INSTRUCTION: Turn every line of the rows below into a JSON list of strings, one string per line, leaving out blank lines.
— Start EXTRACTED MATERIAL —
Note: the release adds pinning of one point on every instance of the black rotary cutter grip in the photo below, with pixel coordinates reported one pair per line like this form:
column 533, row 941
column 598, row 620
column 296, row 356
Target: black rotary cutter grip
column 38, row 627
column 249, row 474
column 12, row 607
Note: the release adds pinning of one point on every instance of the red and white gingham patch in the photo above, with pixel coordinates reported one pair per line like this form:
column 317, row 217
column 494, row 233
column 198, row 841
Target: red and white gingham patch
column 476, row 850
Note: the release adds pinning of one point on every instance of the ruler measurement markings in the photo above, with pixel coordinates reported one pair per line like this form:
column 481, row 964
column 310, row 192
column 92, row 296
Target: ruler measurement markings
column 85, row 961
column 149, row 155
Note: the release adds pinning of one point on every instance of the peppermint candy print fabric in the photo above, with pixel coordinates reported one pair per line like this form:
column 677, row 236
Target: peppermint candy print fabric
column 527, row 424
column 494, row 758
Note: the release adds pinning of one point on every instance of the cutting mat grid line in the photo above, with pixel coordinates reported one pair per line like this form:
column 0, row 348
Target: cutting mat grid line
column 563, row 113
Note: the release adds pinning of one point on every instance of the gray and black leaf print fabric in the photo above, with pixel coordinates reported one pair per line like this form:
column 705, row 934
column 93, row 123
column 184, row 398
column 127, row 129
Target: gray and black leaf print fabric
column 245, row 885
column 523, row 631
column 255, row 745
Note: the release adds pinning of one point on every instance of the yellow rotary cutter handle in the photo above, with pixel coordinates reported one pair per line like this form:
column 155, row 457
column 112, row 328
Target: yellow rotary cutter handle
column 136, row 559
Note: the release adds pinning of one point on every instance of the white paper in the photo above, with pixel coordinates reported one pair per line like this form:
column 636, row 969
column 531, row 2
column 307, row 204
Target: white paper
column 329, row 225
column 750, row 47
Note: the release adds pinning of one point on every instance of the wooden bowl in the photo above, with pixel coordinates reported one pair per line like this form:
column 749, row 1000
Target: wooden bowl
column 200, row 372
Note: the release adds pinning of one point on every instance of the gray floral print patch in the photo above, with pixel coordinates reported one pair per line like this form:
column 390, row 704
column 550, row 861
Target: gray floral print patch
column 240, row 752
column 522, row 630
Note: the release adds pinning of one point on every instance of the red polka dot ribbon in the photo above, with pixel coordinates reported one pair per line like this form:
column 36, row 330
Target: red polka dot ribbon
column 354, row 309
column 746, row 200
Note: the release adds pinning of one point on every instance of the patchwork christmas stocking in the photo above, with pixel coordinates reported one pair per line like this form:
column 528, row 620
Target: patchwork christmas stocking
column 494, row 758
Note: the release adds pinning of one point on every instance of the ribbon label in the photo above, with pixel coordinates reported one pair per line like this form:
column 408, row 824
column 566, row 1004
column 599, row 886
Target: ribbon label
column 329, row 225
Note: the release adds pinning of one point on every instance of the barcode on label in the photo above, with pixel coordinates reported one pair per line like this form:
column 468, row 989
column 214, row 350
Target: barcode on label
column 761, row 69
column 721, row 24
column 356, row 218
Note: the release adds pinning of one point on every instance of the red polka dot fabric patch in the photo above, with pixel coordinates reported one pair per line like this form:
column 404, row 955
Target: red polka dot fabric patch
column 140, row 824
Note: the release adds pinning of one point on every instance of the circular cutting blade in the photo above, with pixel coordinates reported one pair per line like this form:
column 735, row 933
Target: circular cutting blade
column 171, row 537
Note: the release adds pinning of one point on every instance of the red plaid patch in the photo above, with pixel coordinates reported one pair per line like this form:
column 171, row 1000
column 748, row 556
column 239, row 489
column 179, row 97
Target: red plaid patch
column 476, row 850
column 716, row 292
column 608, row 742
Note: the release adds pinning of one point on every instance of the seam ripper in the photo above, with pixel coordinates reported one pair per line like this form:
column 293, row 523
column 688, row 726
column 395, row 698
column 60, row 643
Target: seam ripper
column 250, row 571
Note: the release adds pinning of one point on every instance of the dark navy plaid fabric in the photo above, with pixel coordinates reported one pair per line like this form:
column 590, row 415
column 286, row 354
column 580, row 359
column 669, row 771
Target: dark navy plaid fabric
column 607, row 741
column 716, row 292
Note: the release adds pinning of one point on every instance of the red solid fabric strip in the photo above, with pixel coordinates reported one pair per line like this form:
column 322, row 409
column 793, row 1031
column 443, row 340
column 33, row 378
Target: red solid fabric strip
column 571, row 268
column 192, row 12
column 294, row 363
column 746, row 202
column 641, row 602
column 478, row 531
— End EXTRACTED MATERIAL —
TASK SOLUTION:
[
  "Note: the release adds pinning of one point on every instance of the black rotary cutter grip in the photo below, with pixel coordinates reported one pair per line like this form:",
  "column 533, row 941",
  "column 598, row 620",
  "column 296, row 356",
  "Target: black rotary cutter grip",
  "column 38, row 627",
  "column 249, row 474",
  "column 12, row 607",
  "Note: the release adds pinning of one point on every instance of the red and white gingham patch in the photo above, with pixel coordinates reported one pair per line like this form:",
  "column 317, row 217",
  "column 494, row 233",
  "column 198, row 841",
  "Target: red and white gingham patch",
  "column 476, row 850",
  "Note: the release adds pinning of one point on every instance of the ruler measurement markings in the photo above, with pixel coordinates reported one pair per line like this form:",
  "column 481, row 964",
  "column 310, row 192",
  "column 92, row 296",
  "Target: ruler measurement markings",
  "column 85, row 961",
  "column 149, row 155",
  "Note: the release adds pinning of one point on every instance of the peppermint candy print fabric in the photo above, with pixel coordinates reported one pair per line like this form:",
  "column 677, row 236",
  "Target: peppermint candy print fabric",
  "column 527, row 424",
  "column 494, row 758",
  "Note: the release adds pinning of one point on every instance of the cutting mat grid line in the photo above, with pixel coordinates reported one pair per line like this form:",
  "column 0, row 348",
  "Target: cutting mat grid line",
  "column 563, row 113",
  "Note: the release adds pinning of one point on every instance of the gray and black leaf print fabric in the photo above, with pixel coordinates reported one pair per line like this form:",
  "column 705, row 934",
  "column 93, row 123",
  "column 184, row 398",
  "column 127, row 129",
  "Target: gray and black leaf print fabric",
  "column 245, row 885",
  "column 523, row 631",
  "column 255, row 745",
  "Note: the release adds pinning of one point on every instance of the yellow rotary cutter handle in the photo above, with pixel coordinates reported one pair per line like this form:",
  "column 155, row 457",
  "column 112, row 328",
  "Target: yellow rotary cutter handle",
  "column 136, row 559",
  "Note: the release adds pinning of one point on every instance of the white paper in the photo above, with pixel coordinates reported one pair per line like this form:",
  "column 636, row 969",
  "column 531, row 2",
  "column 307, row 204",
  "Target: white paper",
  "column 329, row 225",
  "column 750, row 47",
  "Note: the release adds pinning of one point on every instance of the wooden bowl in the photo above, with pixel coordinates reported one pair per line like this form:",
  "column 749, row 1000",
  "Target: wooden bowl",
  "column 200, row 372",
  "Note: the release adds pinning of one point on every instance of the gray floral print patch in the photo above, with pixel coordinates reported one pair per line like this form:",
  "column 390, row 704",
  "column 550, row 861",
  "Target: gray floral print patch",
  "column 240, row 752",
  "column 522, row 630",
  "Note: the release adds pinning of one point on every instance of the red polka dot ribbon in the photo above, with pixel coordinates reported one pair per line like this form:",
  "column 36, row 330",
  "Target: red polka dot ribbon",
  "column 354, row 309",
  "column 746, row 200",
  "Note: the release adds pinning of one point on every instance of the patchwork christmas stocking in the photo above, with pixel coordinates reported one pair per line like this form:",
  "column 528, row 620",
  "Target: patchwork christmas stocking",
  "column 494, row 758",
  "Note: the release adds pinning of one point on every instance of the ribbon label in the photo above, with pixel coordinates reported one pair per line like this form:",
  "column 408, row 824",
  "column 566, row 1004",
  "column 599, row 886",
  "Target: ribbon label",
  "column 329, row 225",
  "Note: the release adds pinning of one point on every instance of the barcode on label in the photo above, with pixel coordinates reported one pair per line like this form:",
  "column 468, row 989",
  "column 214, row 350",
  "Target: barcode on label",
  "column 761, row 69",
  "column 721, row 24",
  "column 356, row 218",
  "Note: the release adds pinning of one point on every instance of the red polka dot fabric patch in the photo above, with pixel coordinates reported one pair per line like this form:",
  "column 404, row 955",
  "Target: red polka dot fabric patch",
  "column 140, row 824",
  "Note: the release adds pinning of one point on every instance of the circular cutting blade in the photo above, with pixel coordinates reported one pair per line like this form:",
  "column 735, row 933",
  "Target: circular cutting blade",
  "column 171, row 537",
  "Note: the release adds pinning of one point on every instance of the red plaid patch in the photo above, with pixel coordinates reported one pair per line like this form:",
  "column 171, row 1000",
  "column 748, row 556",
  "column 239, row 489",
  "column 179, row 97",
  "Target: red plaid patch",
  "column 476, row 850",
  "column 716, row 292",
  "column 608, row 742",
  "Note: the release adds pinning of one point on every instance of the seam ripper in the photo above, with pixel coordinates reported one pair per line like this form:",
  "column 293, row 523",
  "column 688, row 726",
  "column 395, row 698",
  "column 60, row 643",
  "Target: seam ripper",
  "column 250, row 571",
  "Note: the release adds pinning of one point on every instance of the dark navy plaid fabric in the photo above, with pixel coordinates reported one pair per line like this form:",
  "column 590, row 415",
  "column 286, row 354",
  "column 580, row 359",
  "column 669, row 771",
  "Target: dark navy plaid fabric",
  "column 607, row 741",
  "column 716, row 292",
  "Note: the release adds pinning of one point on every instance of the red solid fabric strip in the photo above, with pixel coordinates reported one pair per line like this form:",
  "column 322, row 409",
  "column 793, row 1031",
  "column 443, row 340",
  "column 33, row 378",
  "Target: red solid fabric strip",
  "column 571, row 268",
  "column 192, row 12",
  "column 294, row 363",
  "column 746, row 202",
  "column 641, row 602",
  "column 478, row 531"
]